Record extracts Start Marker
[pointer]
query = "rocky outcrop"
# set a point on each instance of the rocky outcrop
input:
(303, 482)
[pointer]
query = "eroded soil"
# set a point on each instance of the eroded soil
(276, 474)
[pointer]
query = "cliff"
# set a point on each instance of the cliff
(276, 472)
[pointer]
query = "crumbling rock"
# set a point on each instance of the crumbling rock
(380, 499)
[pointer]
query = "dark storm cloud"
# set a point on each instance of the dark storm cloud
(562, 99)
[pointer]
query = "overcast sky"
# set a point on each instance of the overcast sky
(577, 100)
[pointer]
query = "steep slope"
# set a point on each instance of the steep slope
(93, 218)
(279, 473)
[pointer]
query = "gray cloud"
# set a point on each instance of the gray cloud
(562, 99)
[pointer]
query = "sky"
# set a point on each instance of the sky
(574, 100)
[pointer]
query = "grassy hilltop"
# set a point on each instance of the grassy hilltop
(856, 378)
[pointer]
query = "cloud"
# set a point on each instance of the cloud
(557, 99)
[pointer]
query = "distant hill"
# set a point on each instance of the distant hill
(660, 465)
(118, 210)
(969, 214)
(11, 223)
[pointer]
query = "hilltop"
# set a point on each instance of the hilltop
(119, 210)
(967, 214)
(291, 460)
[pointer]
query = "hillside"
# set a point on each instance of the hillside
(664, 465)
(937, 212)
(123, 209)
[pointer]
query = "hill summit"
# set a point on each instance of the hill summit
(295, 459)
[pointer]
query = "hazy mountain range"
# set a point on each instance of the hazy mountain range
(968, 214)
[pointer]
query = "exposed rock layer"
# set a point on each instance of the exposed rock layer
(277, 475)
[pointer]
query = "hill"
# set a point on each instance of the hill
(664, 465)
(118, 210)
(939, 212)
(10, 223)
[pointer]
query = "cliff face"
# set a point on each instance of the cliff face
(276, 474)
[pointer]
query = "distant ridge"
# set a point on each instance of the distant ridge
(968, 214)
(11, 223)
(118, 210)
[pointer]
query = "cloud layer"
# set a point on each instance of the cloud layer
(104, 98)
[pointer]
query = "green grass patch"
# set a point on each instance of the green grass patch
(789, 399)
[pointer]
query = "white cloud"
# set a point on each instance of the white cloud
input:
Record extracts End Marker
## To do:
Please copy exactly, and only, the lines from the line containing "# set a point on each instance of the gray" through the last line of the records, with both ends included.

## Solved problem:
# set a point on each instance of the gray cloud
(562, 99)
[pointer]
query = "sky"
# set a point on each instance of the sky
(574, 100)
[pointer]
query = "grassy hilltop"
# set a point on each instance of the grassy hilltop
(856, 378)
[pointer]
query = "cloud"
# set a point on each instance of the cloud
(557, 99)
[pointer]
query = "distant hill"
# set a point on each instance of the distant hill
(660, 465)
(118, 210)
(969, 214)
(11, 223)
[pointer]
query = "hilltop"
# set a point on each instance of the hilltop
(119, 210)
(967, 214)
(291, 460)
[pointer]
query = "hillside"
# set a point on each instance of the hillside
(664, 465)
(937, 212)
(123, 209)
[pointer]
query = "hill summit"
# set a point on each instance of the hill summit
(295, 459)
[pointer]
query = "hazy mountain range"
# set a point on each instance of the hazy mountain range
(968, 214)
[pointer]
query = "exposed rock layer"
# set a point on each instance of the exposed rock layer
(277, 475)
[pointer]
query = "hill"
# set a point on each instance of the hill
(664, 465)
(118, 210)
(939, 212)
(10, 223)
[pointer]
query = "cliff face"
# set a point on each instance of the cliff face
(276, 474)
[pointer]
query = "distant ridge"
# set a point on each instance of the distant ridge
(968, 214)
(11, 223)
(118, 210)
[pointer]
query = "cloud layer"
# set a point on each instance of the cloud layer
(104, 98)
[pointer]
query = "green grass patch"
# set a point on each instance of the green grass patch
(789, 399)
[pointer]
query = "white cloud"
# set a point on each instance of the white cloud
input:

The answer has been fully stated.